#### Information given
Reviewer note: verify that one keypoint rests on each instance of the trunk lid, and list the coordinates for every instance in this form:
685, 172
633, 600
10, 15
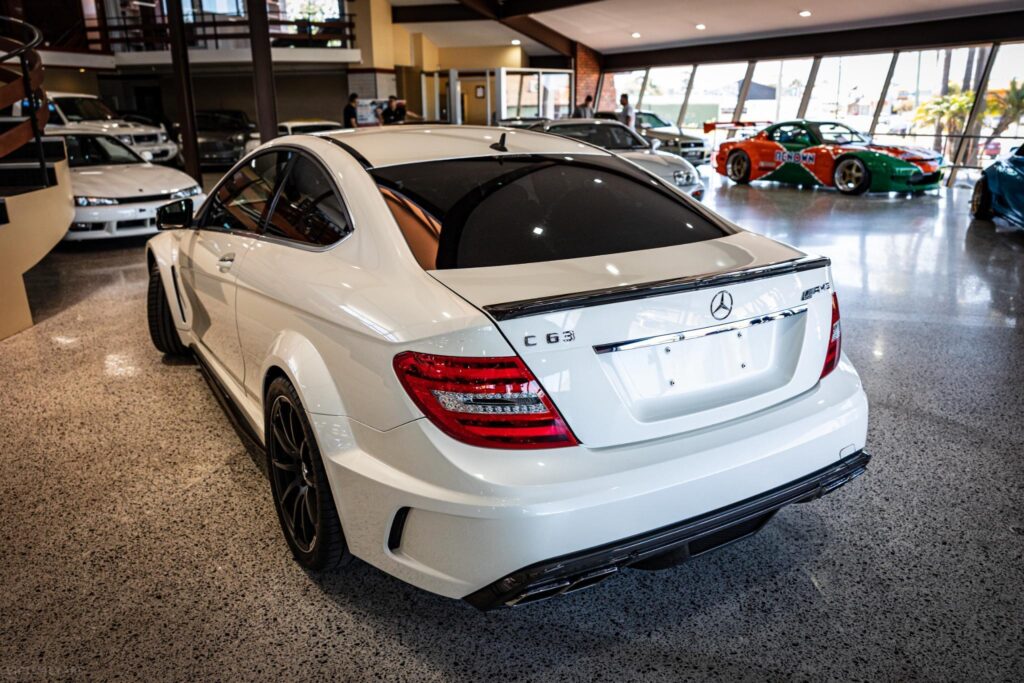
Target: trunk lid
681, 337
########
Written problem:
Format the lines above as a numbered list, skipping blank lines and leaving the pictures out.

Complete response:
1. Reviewer note: verify that one keypoint rests on each instance of the trunk lid, and list the coordinates for every instance in this form:
2. 685, 172
3. 633, 600
4. 10, 15
5. Target: trunk lid
6. 681, 337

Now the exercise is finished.